-- Opening Marker --

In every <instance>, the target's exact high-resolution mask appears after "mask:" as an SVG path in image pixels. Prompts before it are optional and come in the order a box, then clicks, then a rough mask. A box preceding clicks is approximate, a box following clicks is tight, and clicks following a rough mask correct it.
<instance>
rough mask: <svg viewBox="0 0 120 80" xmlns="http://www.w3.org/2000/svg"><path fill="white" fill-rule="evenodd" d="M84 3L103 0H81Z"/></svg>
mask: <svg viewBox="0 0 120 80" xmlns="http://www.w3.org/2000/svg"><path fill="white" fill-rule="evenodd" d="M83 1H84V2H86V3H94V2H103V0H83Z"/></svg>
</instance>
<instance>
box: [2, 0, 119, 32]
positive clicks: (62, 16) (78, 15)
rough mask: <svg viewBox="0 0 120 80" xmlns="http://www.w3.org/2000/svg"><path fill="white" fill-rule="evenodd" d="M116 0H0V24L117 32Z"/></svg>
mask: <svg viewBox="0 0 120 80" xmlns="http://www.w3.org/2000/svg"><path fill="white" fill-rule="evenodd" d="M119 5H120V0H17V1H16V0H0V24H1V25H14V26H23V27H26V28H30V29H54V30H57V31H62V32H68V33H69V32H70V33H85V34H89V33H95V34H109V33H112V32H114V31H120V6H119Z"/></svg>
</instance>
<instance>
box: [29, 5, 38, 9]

-- Closing Marker --

▶ Your assignment
Can you update the lines above so that each "rough mask" becomes "coarse mask", with everything else left unchanged?

▶ Output for this task
In every <instance>, the target's exact high-resolution mask appears after "mask:" as an SVG path in image pixels. Prompts before it are optional and come in the order a box, then clicks, then a coarse mask. A box preceding clicks is approximate, a box following clicks is tight, and clicks following a coarse mask correct it.
<instance>
coarse mask: <svg viewBox="0 0 120 80" xmlns="http://www.w3.org/2000/svg"><path fill="white" fill-rule="evenodd" d="M84 3L103 0H81Z"/></svg>
mask: <svg viewBox="0 0 120 80" xmlns="http://www.w3.org/2000/svg"><path fill="white" fill-rule="evenodd" d="M83 1H84V2H86V3H94V2H103V0H83Z"/></svg>
</instance>
<instance>
box: [2, 0, 119, 32]
positive clicks: (62, 16) (78, 15)
coarse mask: <svg viewBox="0 0 120 80" xmlns="http://www.w3.org/2000/svg"><path fill="white" fill-rule="evenodd" d="M116 0H0V24L117 32Z"/></svg>
mask: <svg viewBox="0 0 120 80" xmlns="http://www.w3.org/2000/svg"><path fill="white" fill-rule="evenodd" d="M119 5H120V0H17V1H16V0H0V24H1V25H14V26H23V27H26V28H30V29H54V30H57V31H62V32H68V33H69V32H70V33H85V34H89V33H95V34H109V33H112V32H114V31H120V6H119Z"/></svg>
</instance>
<instance>
box: [29, 5, 38, 9]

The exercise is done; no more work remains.